[[ Data to process, beginning ]]

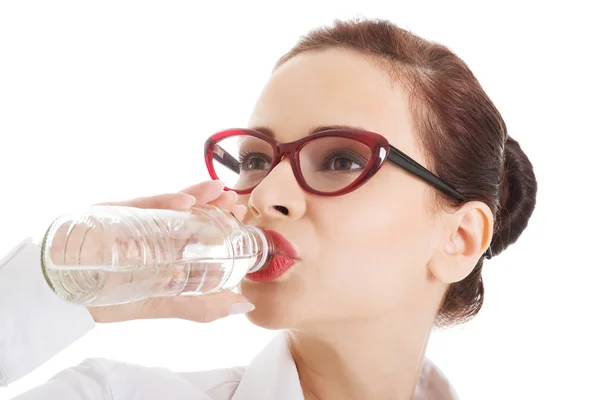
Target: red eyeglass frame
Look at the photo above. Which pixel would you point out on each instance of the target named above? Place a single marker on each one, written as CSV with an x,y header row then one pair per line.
x,y
375,141
381,150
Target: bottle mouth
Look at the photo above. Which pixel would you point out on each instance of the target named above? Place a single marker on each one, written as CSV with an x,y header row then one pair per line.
x,y
266,245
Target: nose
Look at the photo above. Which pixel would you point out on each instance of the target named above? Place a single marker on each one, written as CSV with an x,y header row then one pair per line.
x,y
278,195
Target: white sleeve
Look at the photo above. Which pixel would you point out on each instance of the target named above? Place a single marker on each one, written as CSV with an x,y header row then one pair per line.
x,y
34,323
87,381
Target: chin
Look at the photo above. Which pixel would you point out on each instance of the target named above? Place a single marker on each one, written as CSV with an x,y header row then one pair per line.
x,y
272,304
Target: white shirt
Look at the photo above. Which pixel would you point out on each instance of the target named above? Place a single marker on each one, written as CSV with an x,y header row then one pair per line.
x,y
35,325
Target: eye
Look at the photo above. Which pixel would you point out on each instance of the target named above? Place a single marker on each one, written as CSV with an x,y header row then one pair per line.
x,y
343,161
255,161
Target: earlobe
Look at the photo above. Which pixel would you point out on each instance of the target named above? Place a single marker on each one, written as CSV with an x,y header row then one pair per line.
x,y
470,235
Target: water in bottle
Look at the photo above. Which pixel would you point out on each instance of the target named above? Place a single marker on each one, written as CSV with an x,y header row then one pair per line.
x,y
106,255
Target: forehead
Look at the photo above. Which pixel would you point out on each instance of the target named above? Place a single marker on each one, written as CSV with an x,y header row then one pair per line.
x,y
333,87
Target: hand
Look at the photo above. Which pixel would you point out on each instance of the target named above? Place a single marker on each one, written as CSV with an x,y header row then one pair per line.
x,y
205,308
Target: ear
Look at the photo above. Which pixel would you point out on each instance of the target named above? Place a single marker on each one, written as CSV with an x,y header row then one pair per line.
x,y
467,236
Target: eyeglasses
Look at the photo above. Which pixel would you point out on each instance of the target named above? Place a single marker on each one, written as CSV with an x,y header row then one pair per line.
x,y
332,162
329,163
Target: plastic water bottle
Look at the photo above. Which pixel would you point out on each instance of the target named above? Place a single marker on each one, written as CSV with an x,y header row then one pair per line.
x,y
106,255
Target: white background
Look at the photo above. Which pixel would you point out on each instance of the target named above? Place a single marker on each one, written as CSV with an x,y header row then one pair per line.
x,y
109,100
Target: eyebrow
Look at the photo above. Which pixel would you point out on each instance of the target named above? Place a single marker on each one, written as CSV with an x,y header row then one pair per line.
x,y
320,128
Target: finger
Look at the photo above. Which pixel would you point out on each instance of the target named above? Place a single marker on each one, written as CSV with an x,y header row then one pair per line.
x,y
205,192
171,201
239,210
204,308
226,201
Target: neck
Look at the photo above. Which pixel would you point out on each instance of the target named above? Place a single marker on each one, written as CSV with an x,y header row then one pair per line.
x,y
374,359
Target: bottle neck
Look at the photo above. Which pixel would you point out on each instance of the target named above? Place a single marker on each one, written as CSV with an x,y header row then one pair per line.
x,y
264,246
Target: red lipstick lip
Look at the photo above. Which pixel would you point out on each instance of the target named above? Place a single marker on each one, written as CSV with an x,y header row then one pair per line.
x,y
282,246
284,258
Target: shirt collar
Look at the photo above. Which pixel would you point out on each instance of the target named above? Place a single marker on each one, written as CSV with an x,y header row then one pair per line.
x,y
272,374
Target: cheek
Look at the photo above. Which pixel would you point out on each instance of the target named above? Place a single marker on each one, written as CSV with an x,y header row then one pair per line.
x,y
381,250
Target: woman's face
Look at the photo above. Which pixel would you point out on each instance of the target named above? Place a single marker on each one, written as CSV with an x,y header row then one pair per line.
x,y
362,255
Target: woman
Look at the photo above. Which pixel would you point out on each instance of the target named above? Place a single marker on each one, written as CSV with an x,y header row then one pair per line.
x,y
337,160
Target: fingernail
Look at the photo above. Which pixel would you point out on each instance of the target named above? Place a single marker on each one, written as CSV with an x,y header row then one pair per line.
x,y
240,308
190,200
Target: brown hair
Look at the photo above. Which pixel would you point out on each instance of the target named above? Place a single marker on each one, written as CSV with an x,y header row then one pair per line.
x,y
463,134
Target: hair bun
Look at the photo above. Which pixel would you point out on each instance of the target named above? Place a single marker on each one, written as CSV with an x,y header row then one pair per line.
x,y
518,192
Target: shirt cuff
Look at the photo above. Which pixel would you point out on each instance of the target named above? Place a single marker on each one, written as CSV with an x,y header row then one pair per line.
x,y
35,324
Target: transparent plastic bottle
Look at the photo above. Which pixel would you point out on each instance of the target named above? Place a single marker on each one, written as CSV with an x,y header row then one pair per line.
x,y
106,255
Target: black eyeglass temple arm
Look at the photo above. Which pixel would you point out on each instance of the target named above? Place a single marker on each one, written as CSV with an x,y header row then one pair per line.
x,y
403,161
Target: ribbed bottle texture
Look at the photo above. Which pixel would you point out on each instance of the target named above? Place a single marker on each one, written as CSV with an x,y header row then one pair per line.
x,y
107,255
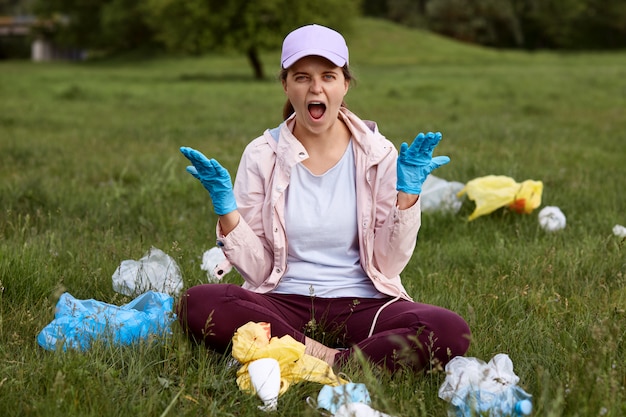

[[ Data to process, end ]]

> **Exercise prompt**: Where does "white" appear in the records above? Copy every line that has it.

> **Answer below**:
Target: white sleeve
Target: white shirt
Target: white background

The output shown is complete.